- **PAGE EXCERPT**:
"""

Girish Nadkarni of Avendus Capital says, in an interview to CNBC-TV18, that the government must boost FII inflows and advises investors to bet on pharmaceutical stocks.
The government should focus on increasing FII inflows and enhance the investment climate in the country instead of announcing reforms which might take effect in the longer term, says Girish Nadkarni of Avendus Capital.
In an interview to CNBC-TV18, Nadkarni advises investors to bet on pharmaceutical and consumer nondurable stocks and commends the government’s move to revise gas prices.
Below is the edited transcript of the interview on CNBC-TV18
Q: What is your view on a possible downgrade of India's credit profile due to steep depreciation in the rupee and the possibility of a further withdrawal of liquidity?
A: There has been a sharp downturn in the fundamentals in the last two weeks. Investors are faced with a situation where the bond, currency and capital markets are down. The FII and FDI inflows that till date funded the current account deficit due to the difference in the yields in the US and India, have started to taper. This will increase the pressure on the rupee and that is not good for all the markets. So, I’m concerned, no doubt.
Q: What is your call on the equity market? Do you expect a further downside from the current levels of around 5,600?
A: There is a distinct possibility that the markets will fall further. The broad market has actually fallen much more than the indices have held up so far. However, there is increased pressure, in terms of sectors, on most components of the index, chiefly the banking segment which has a significant weight in the Nifty and the BSE Sensex.
So, with the changes that have happened over the last few weeks such as the increase in interest rate yields there will be some amount of pressure on banks. In the medium-term, credit quality will start to deteriorate further and this could push the equity markets further down.
Q: Thursday was witness to some large-scale, delivery-based selling in many blue-chip bank stocks. Are worried about the possibility of a huge crack in stocks such as HDFC Bank and ICICI Bank or would you worry about the midcaps and the broader banking space?
A: I think when money is withdrawn from the markets, there will be broad-based selling across stocks in the banking sector as well as other sectors. But there are some components of the Indian banking sector, such as housing finance, that are fairly resilient.
Hopefully there will be pockets of buying that will emerge in some of these stocks. There will be buying at the lower levels in bank-stocks that better asset quality. Banks with a stronger balance-sheets and credit quality will find support. I estimate that is how events will play out in the banking sector.
Q: From a policy perspective, how crucial do you think is the revision in natural gas pricing as compared to sectors such as the defence being opened to foreign direct investment?
A: In terms of policy, the most important challenge for the government is to lure and maintain the inflows of foreign capital into the country. This will involve speeding up FDI investment and opening up more sectors across the economy to FDI investment.
The gas pricing policy broadly resembles the commendable decision on deregulating diesel prices. Though the attempts to bring natural gas prices inline with international prices will have implications on the pricing of urea and the fertiliser subsidy, over a period of time it will certainly be positively viewed by the market. It will hopefully help invite new investments in sectors that previously subsisted on subsidies.

"""

Point-per-instance localization data
"""

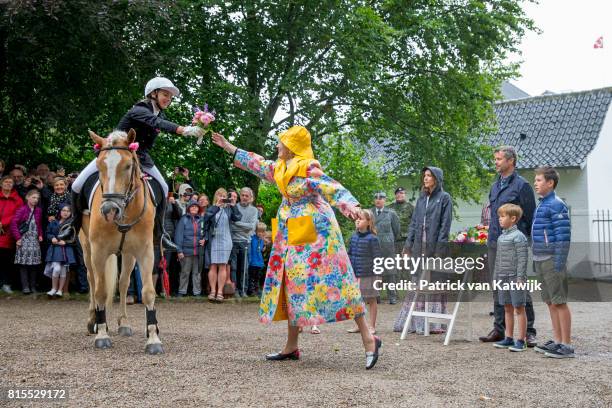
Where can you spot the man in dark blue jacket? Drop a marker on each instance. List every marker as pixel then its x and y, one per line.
pixel 508 188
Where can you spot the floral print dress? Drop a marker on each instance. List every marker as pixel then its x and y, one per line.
pixel 312 283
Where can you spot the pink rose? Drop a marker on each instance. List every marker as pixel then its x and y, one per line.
pixel 207 118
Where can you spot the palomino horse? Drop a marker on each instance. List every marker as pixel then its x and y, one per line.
pixel 120 222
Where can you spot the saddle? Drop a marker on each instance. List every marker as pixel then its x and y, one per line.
pixel 93 182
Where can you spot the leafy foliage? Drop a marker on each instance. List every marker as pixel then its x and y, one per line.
pixel 420 75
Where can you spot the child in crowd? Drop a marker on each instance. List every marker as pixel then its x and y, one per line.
pixel 59 196
pixel 26 227
pixel 188 237
pixel 511 267
pixel 256 263
pixel 551 234
pixel 60 254
pixel 363 248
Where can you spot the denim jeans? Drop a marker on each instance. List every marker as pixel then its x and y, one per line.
pixel 240 266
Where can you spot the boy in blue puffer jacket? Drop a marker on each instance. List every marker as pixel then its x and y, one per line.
pixel 189 239
pixel 551 234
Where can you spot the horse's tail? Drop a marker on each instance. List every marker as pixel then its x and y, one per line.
pixel 110 278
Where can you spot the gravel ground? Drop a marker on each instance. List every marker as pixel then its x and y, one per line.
pixel 214 357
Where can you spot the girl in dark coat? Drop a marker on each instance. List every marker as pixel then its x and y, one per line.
pixel 60 254
pixel 363 249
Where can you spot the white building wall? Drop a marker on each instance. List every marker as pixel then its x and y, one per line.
pixel 599 169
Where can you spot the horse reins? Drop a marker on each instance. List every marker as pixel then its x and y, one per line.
pixel 127 197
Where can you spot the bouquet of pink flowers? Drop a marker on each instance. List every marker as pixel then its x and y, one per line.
pixel 473 235
pixel 203 118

"""

- **ASSIGNED TASK 1**: The Avendus Capital interview says investors face a situation in which several markets are down. List every market it names.
- **ASSIGNED TASK 2**: Continue the Avendus Capital interview from the point where it stops.

- **RESULT 1**:
- Bond market
- Currency market
- Capital markets

- **RESULT 2**:
Q: In a market where most investment options are now out of the window, where do investors put their money now? Are you still hopeful about a revival in equities or is it just good to be high on cash?
A: Investors will have to balance their investment themes in two buckets. One, the way they play the markets for a period of one year and two, looking at equity markets from a three-to-five year perspective.
Investors looking at the market from a one-year perspective would tend to be long on the defensive sector where demand is not an issue and which is not impacted by most of the market volatility. So, consumer non durables and pharmaceuticals will be big beneficiaries in the whole process.
On a three-to-five year perspective, the equity markets are close to bottoming out in the next three to four months. With the spate of bad news from both the global and the domestic economy, this is often the time when markets turn. Investors will have to wait for the reversal in the interest rates and rise in yields to start buying in the equity markets.
Q: Would it make sense for the Food Security Bill to be passed given the precarious nature of the macroeconomic indicators?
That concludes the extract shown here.